→ Directions for this task: Write out exactly the lines that run from the one containing "Where can you spot the white shirt" to the end of the entries below, with both end lines included.

== Segment start ==

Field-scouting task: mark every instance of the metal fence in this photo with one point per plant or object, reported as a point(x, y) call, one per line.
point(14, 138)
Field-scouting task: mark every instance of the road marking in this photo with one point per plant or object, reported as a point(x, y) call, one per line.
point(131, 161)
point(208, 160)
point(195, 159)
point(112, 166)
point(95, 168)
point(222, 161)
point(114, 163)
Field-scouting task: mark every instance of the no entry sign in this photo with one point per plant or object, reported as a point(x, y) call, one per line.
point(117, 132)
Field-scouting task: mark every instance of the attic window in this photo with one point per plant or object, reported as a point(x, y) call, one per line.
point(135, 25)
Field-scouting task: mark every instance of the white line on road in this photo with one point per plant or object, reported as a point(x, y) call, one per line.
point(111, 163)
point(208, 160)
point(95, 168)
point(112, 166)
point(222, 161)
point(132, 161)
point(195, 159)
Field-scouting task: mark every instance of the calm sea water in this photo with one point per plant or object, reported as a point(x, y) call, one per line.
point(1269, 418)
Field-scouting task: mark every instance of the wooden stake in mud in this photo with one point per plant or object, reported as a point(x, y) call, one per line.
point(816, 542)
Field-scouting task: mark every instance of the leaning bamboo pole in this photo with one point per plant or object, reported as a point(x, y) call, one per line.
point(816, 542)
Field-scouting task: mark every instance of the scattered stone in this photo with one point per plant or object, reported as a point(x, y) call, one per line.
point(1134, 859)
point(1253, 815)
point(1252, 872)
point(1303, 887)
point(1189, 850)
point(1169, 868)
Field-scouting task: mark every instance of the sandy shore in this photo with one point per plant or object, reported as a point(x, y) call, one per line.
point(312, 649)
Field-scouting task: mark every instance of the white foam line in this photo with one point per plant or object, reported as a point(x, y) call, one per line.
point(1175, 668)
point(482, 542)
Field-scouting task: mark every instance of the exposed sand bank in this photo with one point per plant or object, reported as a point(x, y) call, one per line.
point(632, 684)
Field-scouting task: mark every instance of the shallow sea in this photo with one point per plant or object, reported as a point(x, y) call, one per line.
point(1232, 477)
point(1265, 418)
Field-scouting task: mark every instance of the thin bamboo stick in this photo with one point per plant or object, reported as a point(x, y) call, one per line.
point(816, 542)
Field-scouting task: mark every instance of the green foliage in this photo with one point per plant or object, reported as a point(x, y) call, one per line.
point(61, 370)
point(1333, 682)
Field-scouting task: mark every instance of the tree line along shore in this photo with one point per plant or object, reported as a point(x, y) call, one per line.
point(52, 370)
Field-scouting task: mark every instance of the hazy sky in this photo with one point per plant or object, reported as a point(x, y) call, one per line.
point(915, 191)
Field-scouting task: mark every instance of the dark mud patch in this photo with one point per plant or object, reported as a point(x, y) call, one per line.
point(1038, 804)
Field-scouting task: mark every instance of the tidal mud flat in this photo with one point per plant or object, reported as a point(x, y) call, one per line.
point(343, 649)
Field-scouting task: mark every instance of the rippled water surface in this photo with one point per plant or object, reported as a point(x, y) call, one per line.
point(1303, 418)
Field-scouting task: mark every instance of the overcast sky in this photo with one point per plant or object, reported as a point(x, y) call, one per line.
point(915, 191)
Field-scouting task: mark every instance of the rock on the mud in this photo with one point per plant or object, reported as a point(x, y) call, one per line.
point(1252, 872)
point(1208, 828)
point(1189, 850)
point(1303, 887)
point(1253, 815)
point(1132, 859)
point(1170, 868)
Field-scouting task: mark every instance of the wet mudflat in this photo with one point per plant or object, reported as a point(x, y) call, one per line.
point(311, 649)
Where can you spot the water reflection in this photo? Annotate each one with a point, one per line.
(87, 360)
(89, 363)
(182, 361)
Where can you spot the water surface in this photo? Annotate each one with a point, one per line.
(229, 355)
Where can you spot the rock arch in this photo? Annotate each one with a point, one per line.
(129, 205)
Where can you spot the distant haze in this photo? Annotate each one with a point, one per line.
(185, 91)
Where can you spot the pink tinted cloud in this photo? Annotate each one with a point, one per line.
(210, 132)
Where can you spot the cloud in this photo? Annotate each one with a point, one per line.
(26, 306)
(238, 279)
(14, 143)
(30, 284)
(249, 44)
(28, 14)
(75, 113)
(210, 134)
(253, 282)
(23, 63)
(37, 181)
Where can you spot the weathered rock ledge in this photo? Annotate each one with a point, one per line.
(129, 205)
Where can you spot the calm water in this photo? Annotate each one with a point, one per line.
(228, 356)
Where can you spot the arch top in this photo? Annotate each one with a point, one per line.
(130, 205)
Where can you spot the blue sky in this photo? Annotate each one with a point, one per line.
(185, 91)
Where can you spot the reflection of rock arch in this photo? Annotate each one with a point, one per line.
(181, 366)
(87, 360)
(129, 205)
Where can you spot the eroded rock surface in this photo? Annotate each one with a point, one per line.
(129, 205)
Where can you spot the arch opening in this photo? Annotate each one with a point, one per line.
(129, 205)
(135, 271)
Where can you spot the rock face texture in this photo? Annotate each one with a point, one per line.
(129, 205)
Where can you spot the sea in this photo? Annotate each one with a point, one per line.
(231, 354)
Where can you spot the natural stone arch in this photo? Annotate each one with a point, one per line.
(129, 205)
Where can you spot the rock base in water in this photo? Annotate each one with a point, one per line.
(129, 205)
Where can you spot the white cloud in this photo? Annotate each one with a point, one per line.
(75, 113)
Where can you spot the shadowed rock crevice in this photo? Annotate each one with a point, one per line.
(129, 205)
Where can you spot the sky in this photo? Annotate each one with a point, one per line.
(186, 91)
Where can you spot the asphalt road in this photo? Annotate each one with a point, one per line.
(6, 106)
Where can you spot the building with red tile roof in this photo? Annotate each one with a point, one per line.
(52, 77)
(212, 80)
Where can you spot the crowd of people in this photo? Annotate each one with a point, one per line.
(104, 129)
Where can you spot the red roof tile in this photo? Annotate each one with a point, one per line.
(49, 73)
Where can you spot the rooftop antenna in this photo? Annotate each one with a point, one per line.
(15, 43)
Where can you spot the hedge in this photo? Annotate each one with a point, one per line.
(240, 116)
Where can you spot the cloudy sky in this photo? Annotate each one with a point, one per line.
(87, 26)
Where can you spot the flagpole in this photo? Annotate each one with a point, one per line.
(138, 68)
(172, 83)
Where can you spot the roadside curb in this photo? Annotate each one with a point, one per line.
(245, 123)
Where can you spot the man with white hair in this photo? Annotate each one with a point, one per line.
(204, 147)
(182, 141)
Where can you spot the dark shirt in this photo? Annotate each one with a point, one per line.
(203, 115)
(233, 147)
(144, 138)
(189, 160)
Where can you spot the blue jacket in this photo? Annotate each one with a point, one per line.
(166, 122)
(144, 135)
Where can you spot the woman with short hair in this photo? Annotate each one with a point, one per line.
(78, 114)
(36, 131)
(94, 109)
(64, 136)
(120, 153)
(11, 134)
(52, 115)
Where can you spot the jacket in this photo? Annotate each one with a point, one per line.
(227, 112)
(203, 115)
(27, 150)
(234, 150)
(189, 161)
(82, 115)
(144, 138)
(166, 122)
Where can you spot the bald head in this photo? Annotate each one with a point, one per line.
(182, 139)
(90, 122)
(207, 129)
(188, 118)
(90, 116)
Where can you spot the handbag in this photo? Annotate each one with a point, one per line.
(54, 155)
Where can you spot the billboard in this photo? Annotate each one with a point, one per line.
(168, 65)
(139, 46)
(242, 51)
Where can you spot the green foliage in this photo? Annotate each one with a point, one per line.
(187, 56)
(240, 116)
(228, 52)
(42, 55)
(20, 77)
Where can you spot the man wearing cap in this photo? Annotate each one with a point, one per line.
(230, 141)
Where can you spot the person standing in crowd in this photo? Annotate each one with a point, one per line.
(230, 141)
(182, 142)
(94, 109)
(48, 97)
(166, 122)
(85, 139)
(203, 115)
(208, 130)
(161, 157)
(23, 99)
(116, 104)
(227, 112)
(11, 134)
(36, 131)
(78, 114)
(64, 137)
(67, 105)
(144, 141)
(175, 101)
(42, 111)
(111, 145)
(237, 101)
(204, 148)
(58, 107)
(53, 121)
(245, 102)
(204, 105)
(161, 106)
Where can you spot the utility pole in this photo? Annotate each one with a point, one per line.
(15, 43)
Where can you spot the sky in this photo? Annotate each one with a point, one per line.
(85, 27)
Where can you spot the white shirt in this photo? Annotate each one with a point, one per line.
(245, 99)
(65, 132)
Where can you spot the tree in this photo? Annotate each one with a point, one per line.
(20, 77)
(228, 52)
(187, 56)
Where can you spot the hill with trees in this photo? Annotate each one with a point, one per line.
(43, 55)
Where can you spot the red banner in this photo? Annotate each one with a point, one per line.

== Segment end ==

→ Reply:
Where can you spot the white shirt in this photo? Annotate each one with a point, one per line.
(245, 99)
(65, 132)
Where can you spot the tree in this photo? Annotate each one with a point, one per line.
(20, 77)
(228, 52)
(187, 56)
Where can you spot the hill with trees in this photo? Annotate each one with a point, one per line.
(43, 55)
Where can you spot the red banner in this photo? Annotate each one with a point, one per line.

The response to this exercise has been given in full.